Transcribe verbatim everything from the start of the listing down through the line containing "POLYGON ((110 90, 110", inclusive.

>> BEGIN Data supplied

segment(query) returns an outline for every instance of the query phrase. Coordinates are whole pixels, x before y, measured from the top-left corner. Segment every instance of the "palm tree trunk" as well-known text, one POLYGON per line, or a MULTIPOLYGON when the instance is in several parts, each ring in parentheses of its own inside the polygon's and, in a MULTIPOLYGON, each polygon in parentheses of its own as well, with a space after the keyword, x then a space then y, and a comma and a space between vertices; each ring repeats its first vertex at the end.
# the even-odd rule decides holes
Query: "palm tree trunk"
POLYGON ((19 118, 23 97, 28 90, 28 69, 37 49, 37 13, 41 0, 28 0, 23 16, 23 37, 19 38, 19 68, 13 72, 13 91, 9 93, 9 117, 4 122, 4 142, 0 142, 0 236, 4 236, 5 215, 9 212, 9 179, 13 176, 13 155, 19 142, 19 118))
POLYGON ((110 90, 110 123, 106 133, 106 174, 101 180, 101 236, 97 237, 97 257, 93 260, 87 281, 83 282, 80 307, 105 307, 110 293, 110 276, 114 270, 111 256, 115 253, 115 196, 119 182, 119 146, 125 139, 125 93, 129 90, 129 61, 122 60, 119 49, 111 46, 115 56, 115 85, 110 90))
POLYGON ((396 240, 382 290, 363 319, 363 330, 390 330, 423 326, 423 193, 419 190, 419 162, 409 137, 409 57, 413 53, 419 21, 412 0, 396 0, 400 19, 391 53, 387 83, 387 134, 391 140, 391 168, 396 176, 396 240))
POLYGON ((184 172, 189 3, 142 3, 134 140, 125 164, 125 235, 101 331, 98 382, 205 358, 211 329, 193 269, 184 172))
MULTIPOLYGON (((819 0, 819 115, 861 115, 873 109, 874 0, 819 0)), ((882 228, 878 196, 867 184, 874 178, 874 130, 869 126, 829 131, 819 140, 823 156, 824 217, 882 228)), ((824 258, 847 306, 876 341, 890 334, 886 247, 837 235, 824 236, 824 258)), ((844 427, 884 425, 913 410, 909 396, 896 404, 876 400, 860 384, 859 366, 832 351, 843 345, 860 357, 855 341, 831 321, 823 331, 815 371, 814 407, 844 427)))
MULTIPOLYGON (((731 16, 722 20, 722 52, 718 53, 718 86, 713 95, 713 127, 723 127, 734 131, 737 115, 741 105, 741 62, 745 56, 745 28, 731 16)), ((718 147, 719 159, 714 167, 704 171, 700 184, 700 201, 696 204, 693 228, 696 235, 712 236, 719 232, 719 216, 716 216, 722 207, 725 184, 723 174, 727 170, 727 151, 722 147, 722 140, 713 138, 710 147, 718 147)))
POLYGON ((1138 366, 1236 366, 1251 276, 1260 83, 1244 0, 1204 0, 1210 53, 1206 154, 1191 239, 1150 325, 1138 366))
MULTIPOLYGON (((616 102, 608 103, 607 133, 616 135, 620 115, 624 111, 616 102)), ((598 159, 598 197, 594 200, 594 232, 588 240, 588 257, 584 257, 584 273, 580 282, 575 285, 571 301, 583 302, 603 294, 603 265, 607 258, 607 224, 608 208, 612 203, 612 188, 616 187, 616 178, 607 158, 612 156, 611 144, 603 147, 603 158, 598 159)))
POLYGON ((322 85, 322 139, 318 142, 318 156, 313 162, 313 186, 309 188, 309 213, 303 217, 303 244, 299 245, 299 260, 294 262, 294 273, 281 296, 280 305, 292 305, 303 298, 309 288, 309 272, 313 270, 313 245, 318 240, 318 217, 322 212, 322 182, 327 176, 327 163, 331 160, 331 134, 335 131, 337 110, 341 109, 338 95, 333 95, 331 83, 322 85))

>> END Data supplied

Answer for this exercise.
segment(query) returns an outline for every instance of the query phrase. Coordinates are whole pixels, x before y, measured from the top-left corner. Segment every instance of the "palm tree trunk" as well-known text, one POLYGON per line, or a MULTIPOLYGON when the instance is in several parts, each ring in parentheses of its own inside the polygon's and, in a MULTIPOLYGON, each polygon in parentheses of its own as well, with a space after the keyword, x then a space then y, and a comma and a space between vertices; each ring repeats its first vertex at the end.
# the even-odd rule decides holes
Query: "palm tree trunk"
POLYGON ((19 118, 23 97, 28 90, 28 69, 37 49, 37 13, 41 0, 28 0, 23 16, 23 37, 19 38, 19 68, 13 72, 13 91, 9 93, 9 117, 4 122, 4 142, 0 142, 0 236, 4 236, 5 215, 9 212, 9 179, 13 176, 13 155, 19 142, 19 118))
POLYGON ((110 90, 110 123, 106 133, 106 174, 101 180, 101 236, 97 237, 97 257, 93 260, 87 281, 83 282, 80 307, 105 307, 110 293, 110 276, 114 270, 111 256, 115 253, 115 196, 119 182, 119 146, 125 139, 125 93, 129 90, 129 61, 122 60, 119 49, 111 46, 115 56, 115 85, 110 90))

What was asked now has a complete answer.